* EXERCISE BRIEF *
When a line of the entries contains the word "below", report that line.

* PROVIDED ENTRIES *
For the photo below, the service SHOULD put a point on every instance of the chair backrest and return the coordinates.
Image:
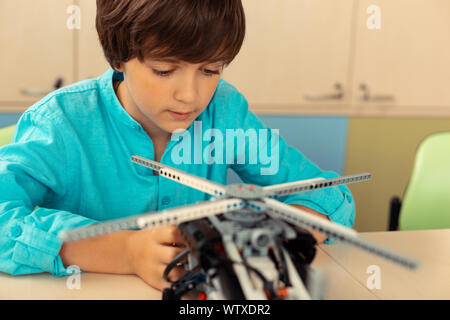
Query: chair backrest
(6, 134)
(426, 203)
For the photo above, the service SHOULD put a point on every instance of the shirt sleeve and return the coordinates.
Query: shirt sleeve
(32, 172)
(279, 163)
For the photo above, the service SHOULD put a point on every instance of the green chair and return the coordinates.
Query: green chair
(426, 202)
(6, 134)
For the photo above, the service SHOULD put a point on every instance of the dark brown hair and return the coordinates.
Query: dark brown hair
(193, 31)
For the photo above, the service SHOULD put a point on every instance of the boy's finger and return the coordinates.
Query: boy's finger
(171, 236)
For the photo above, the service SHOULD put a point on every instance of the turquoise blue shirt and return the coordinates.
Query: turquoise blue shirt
(70, 155)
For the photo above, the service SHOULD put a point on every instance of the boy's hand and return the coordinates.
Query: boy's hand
(151, 250)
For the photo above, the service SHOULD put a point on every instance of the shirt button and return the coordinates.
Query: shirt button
(165, 201)
(348, 197)
(16, 231)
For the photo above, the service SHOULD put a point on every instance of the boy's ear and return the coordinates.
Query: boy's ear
(120, 68)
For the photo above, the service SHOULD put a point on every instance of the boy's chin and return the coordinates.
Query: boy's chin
(177, 127)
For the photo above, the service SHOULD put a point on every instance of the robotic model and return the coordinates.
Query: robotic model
(243, 243)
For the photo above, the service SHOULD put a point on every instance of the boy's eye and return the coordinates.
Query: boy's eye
(162, 73)
(166, 73)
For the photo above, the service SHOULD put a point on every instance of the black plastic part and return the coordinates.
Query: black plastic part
(394, 213)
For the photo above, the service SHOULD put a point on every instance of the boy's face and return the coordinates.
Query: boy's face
(165, 96)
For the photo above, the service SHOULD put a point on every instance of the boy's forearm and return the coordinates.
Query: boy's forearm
(108, 253)
(320, 237)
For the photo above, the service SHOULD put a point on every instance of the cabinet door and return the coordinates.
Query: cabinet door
(36, 49)
(294, 51)
(91, 61)
(407, 58)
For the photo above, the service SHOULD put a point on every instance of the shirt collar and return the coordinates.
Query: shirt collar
(111, 101)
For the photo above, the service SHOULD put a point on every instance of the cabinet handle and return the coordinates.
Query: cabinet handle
(366, 96)
(338, 95)
(36, 92)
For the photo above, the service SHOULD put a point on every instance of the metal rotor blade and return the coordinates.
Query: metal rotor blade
(304, 219)
(182, 177)
(151, 220)
(312, 184)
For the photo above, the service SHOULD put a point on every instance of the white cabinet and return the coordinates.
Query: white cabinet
(406, 63)
(294, 53)
(298, 56)
(36, 49)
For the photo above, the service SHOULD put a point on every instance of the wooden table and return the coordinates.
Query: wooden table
(345, 267)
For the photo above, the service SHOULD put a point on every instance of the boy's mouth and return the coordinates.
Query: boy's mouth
(180, 115)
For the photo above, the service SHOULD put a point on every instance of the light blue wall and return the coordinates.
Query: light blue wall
(323, 139)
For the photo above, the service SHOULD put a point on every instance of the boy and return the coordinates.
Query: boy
(71, 151)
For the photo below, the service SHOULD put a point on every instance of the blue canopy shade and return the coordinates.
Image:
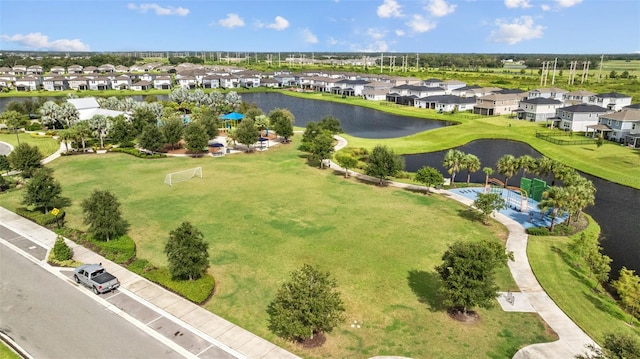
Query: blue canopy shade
(232, 116)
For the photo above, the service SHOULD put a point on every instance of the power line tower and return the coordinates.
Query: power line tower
(544, 73)
(572, 72)
(585, 71)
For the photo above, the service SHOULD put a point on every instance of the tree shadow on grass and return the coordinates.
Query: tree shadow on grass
(425, 286)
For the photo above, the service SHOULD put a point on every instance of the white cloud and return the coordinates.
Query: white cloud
(38, 41)
(520, 29)
(159, 10)
(440, 8)
(390, 8)
(279, 24)
(568, 3)
(420, 24)
(514, 4)
(376, 34)
(231, 21)
(309, 37)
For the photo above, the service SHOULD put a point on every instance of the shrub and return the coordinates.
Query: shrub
(197, 291)
(538, 231)
(61, 250)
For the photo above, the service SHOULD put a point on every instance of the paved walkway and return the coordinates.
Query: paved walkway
(154, 309)
(572, 340)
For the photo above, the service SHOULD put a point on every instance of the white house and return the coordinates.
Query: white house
(576, 118)
(537, 109)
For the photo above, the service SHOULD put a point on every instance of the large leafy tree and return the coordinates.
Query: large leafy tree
(471, 163)
(507, 166)
(467, 274)
(487, 203)
(247, 133)
(196, 138)
(25, 158)
(172, 129)
(383, 163)
(187, 252)
(102, 215)
(453, 163)
(14, 121)
(42, 190)
(306, 305)
(282, 122)
(430, 177)
(151, 138)
(555, 200)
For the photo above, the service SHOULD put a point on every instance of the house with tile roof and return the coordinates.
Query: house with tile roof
(537, 109)
(577, 118)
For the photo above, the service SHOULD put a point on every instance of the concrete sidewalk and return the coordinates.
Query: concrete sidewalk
(202, 334)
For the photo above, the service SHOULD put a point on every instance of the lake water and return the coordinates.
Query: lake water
(616, 208)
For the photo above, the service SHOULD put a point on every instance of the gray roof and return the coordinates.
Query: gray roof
(583, 107)
(542, 101)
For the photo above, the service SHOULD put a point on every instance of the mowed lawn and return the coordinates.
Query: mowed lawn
(265, 214)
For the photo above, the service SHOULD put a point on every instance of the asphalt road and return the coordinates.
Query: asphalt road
(50, 318)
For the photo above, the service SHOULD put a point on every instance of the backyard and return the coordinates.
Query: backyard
(265, 214)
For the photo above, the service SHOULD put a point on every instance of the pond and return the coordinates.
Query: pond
(615, 209)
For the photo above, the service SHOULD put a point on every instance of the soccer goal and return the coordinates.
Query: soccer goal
(182, 176)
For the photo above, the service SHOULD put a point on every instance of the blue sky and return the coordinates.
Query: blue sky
(425, 26)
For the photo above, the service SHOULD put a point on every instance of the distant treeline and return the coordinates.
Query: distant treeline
(425, 60)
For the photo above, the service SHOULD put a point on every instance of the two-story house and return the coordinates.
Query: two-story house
(620, 125)
(496, 104)
(537, 109)
(577, 118)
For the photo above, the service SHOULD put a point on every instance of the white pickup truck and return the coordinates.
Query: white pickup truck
(95, 277)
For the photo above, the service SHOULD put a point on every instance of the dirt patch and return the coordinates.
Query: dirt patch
(460, 316)
(314, 342)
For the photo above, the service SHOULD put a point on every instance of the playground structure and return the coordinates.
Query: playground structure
(517, 197)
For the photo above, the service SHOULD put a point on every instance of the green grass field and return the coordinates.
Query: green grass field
(564, 276)
(265, 214)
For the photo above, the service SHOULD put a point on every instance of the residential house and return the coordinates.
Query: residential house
(576, 118)
(28, 83)
(576, 97)
(75, 70)
(142, 85)
(622, 126)
(611, 100)
(19, 70)
(121, 82)
(78, 83)
(552, 92)
(99, 83)
(57, 70)
(537, 108)
(376, 91)
(163, 82)
(446, 103)
(34, 70)
(496, 104)
(211, 82)
(55, 83)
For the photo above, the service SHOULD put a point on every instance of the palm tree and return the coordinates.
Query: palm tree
(508, 166)
(527, 164)
(556, 200)
(472, 163)
(453, 161)
(488, 171)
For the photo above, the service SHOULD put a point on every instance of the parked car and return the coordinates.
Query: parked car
(95, 277)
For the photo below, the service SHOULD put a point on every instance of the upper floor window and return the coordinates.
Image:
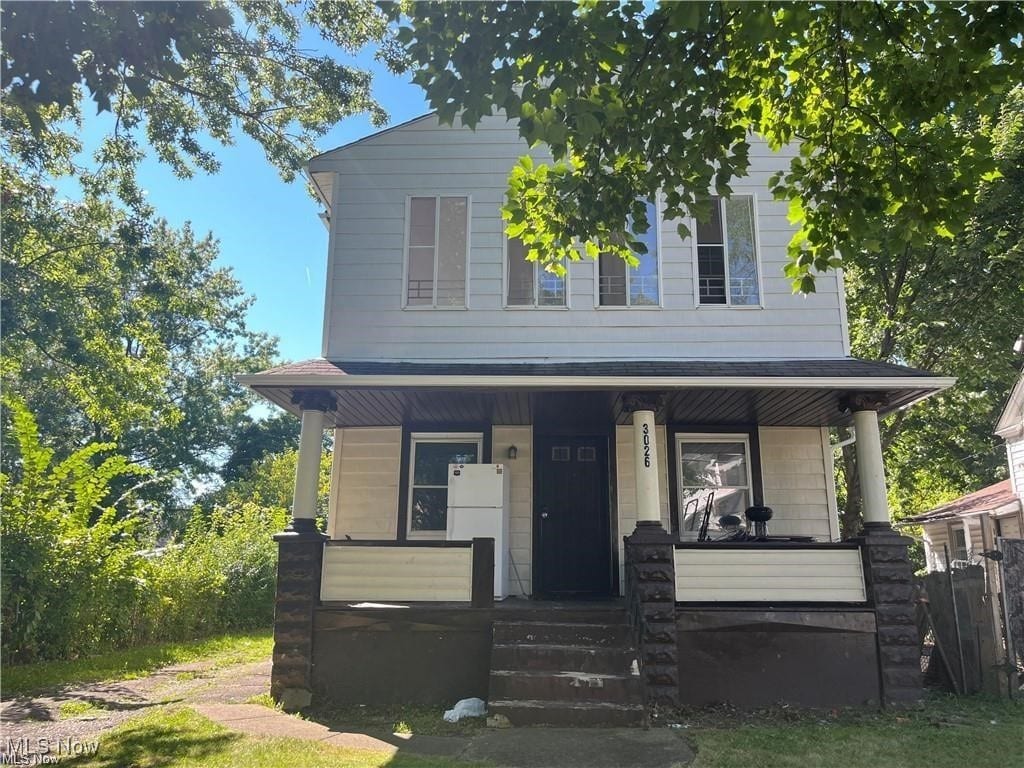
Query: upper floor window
(727, 261)
(528, 284)
(437, 247)
(622, 285)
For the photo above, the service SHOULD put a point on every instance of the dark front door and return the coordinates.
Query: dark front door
(571, 537)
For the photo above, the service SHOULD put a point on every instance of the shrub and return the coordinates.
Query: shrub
(81, 573)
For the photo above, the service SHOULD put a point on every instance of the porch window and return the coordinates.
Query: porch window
(429, 456)
(727, 261)
(528, 284)
(622, 285)
(709, 464)
(437, 240)
(960, 547)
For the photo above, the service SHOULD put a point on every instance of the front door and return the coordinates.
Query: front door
(571, 537)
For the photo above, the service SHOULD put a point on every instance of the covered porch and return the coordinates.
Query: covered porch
(599, 457)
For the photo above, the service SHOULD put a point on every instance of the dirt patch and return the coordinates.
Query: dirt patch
(30, 722)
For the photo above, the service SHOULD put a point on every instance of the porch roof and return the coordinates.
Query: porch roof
(801, 392)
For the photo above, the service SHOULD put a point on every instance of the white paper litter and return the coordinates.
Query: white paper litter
(466, 708)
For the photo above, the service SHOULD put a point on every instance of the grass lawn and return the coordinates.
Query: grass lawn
(132, 663)
(947, 732)
(181, 738)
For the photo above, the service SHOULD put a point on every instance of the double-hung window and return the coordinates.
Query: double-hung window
(710, 464)
(622, 285)
(727, 260)
(429, 456)
(437, 246)
(528, 284)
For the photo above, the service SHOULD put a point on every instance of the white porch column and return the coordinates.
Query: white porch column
(645, 463)
(870, 469)
(314, 404)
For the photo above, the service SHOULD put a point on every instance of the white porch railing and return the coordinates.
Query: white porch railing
(420, 571)
(761, 573)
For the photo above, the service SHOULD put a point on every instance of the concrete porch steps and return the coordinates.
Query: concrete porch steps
(558, 670)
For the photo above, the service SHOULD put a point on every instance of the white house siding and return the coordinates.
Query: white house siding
(521, 471)
(797, 477)
(365, 483)
(626, 501)
(365, 318)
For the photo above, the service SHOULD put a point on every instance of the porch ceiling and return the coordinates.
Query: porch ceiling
(771, 393)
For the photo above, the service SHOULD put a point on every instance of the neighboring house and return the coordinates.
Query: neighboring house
(615, 399)
(967, 526)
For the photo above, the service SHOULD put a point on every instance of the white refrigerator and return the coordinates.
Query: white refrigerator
(478, 507)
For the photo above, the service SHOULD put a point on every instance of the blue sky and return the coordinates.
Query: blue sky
(269, 231)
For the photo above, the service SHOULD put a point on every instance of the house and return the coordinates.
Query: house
(615, 399)
(969, 525)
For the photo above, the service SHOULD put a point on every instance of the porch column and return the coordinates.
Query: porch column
(645, 466)
(870, 469)
(300, 556)
(314, 404)
(650, 565)
(888, 570)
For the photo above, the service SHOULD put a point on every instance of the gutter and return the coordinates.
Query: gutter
(348, 381)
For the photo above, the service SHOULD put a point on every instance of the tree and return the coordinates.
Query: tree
(256, 438)
(634, 99)
(173, 74)
(118, 327)
(953, 308)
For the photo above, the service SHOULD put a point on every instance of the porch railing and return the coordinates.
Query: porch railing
(767, 572)
(409, 571)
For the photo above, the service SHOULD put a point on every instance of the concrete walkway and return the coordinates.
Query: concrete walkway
(508, 748)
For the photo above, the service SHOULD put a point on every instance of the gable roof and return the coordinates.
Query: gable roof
(1011, 423)
(986, 500)
(323, 179)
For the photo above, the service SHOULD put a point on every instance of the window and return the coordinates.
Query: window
(622, 285)
(960, 545)
(727, 261)
(528, 284)
(712, 463)
(437, 247)
(429, 457)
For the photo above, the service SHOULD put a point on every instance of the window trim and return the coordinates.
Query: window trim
(658, 220)
(691, 222)
(404, 250)
(748, 431)
(537, 266)
(423, 436)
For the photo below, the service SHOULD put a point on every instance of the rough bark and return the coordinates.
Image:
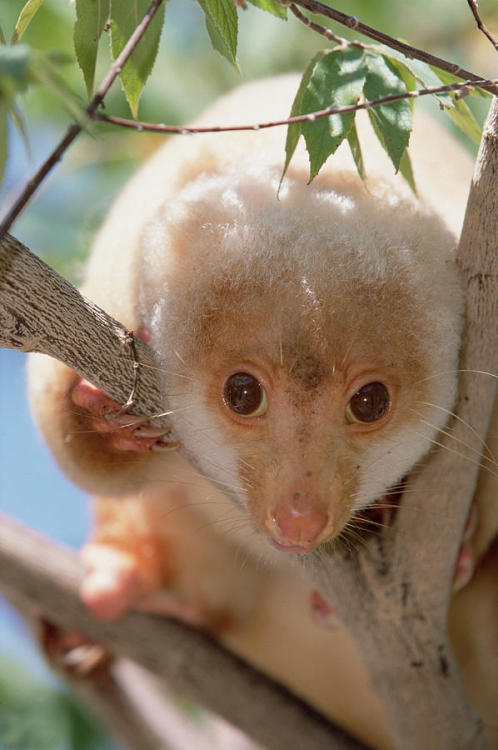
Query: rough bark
(43, 576)
(393, 593)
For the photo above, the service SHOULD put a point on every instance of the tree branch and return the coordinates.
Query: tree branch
(393, 593)
(464, 86)
(75, 129)
(480, 23)
(47, 578)
(352, 22)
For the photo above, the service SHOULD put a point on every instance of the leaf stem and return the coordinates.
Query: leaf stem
(76, 127)
(351, 22)
(182, 130)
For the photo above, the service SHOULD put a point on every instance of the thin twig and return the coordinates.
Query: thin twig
(352, 22)
(480, 23)
(310, 116)
(34, 183)
(322, 30)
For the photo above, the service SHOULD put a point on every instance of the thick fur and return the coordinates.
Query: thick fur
(315, 290)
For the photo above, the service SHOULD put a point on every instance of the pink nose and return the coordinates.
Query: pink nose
(299, 522)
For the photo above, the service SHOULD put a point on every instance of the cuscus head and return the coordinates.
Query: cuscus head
(305, 339)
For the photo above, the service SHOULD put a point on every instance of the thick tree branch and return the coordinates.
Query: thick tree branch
(352, 22)
(47, 578)
(393, 593)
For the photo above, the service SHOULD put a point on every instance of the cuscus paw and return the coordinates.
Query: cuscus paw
(466, 562)
(72, 653)
(118, 580)
(123, 431)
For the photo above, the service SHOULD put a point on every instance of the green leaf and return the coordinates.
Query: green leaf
(272, 6)
(354, 145)
(125, 17)
(4, 131)
(337, 80)
(25, 17)
(222, 26)
(15, 70)
(91, 18)
(422, 72)
(294, 129)
(392, 121)
(19, 123)
(465, 120)
(44, 71)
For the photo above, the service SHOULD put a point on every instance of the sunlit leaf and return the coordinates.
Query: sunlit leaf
(392, 121)
(337, 80)
(294, 129)
(222, 26)
(272, 6)
(125, 17)
(465, 120)
(25, 17)
(423, 73)
(91, 18)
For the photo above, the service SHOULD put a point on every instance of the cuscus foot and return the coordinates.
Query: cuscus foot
(72, 653)
(118, 580)
(123, 431)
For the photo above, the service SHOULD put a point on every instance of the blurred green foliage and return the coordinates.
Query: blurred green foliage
(35, 716)
(62, 218)
(187, 75)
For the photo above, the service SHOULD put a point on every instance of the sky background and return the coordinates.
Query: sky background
(63, 218)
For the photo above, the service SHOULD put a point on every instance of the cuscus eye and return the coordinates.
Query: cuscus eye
(368, 404)
(245, 395)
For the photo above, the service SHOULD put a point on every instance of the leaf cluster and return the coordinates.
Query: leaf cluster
(351, 73)
(343, 76)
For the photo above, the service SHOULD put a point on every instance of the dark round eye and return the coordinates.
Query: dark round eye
(368, 404)
(245, 395)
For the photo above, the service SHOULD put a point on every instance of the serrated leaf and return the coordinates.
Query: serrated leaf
(422, 72)
(15, 70)
(44, 71)
(354, 145)
(4, 132)
(272, 6)
(222, 26)
(125, 17)
(25, 17)
(465, 120)
(294, 129)
(91, 18)
(337, 80)
(392, 121)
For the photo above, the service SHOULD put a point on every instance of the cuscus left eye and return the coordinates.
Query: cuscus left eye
(245, 395)
(368, 404)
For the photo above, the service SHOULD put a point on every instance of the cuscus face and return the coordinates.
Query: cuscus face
(305, 346)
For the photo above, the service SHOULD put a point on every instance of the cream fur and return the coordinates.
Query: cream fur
(199, 249)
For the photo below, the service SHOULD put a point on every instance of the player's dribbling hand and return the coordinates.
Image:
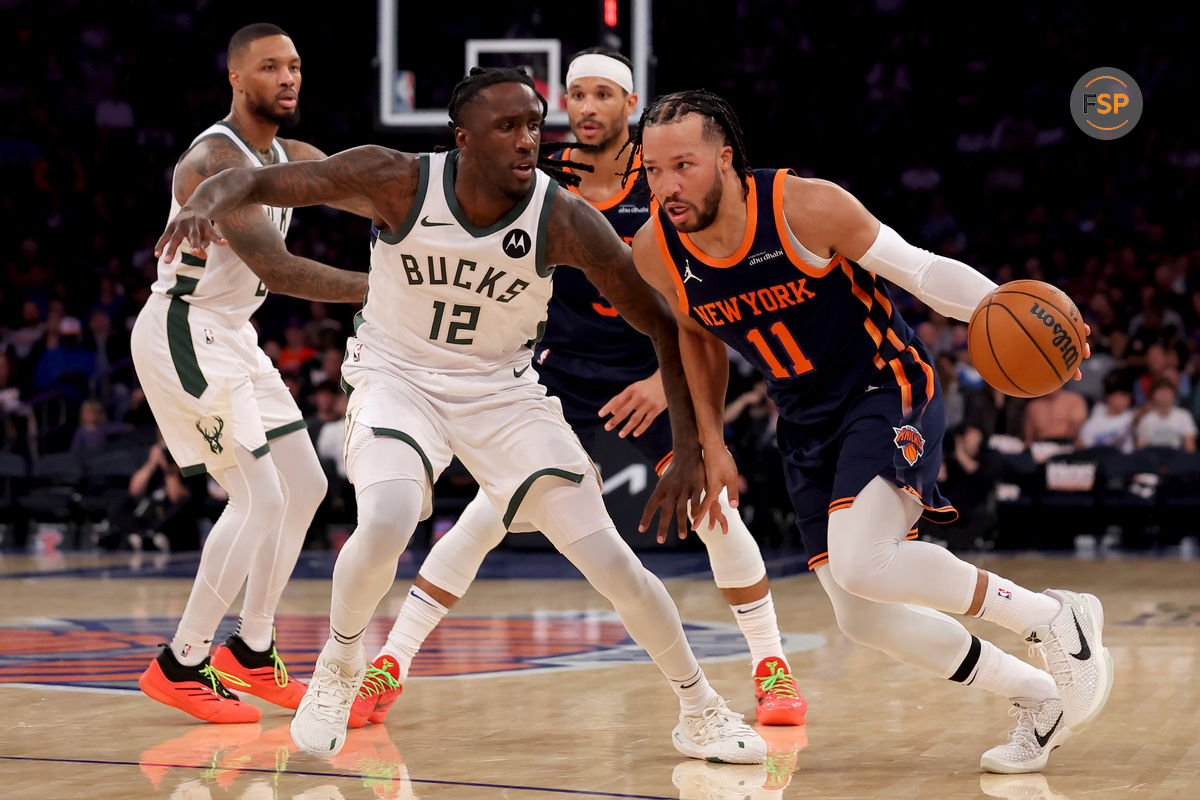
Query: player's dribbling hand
(678, 489)
(637, 405)
(191, 226)
(1087, 350)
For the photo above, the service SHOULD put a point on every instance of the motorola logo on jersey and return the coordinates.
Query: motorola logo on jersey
(516, 244)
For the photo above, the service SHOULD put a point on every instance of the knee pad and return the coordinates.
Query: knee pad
(735, 557)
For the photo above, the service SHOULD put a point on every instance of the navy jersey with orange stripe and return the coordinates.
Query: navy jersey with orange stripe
(585, 336)
(819, 332)
(856, 395)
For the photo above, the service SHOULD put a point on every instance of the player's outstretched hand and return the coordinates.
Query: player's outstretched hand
(720, 474)
(1087, 350)
(679, 487)
(191, 226)
(636, 405)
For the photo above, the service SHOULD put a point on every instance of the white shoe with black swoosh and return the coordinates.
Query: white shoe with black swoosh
(1041, 727)
(719, 734)
(1074, 654)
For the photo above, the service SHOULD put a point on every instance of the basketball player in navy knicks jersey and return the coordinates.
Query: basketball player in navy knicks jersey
(441, 366)
(791, 274)
(598, 366)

* TASK SOLUTION *
For the photo below, the service SHOULD put a point on every instance of the chair backrest and return the coordinates.
For the photo below, the service SHOULD put a point on every instance of the blue canopy shade and return the coordinates.
For the photo below, the service SHOULD put a point on every instance of the upper floor window and return the coordinates.
For the photo below, the service SHOULD put a point on every instance of the rough bark and return the coordinates.
For the photo below, the service SHOULD put a point on every instance of the player's dribbling hand and return the coordinates.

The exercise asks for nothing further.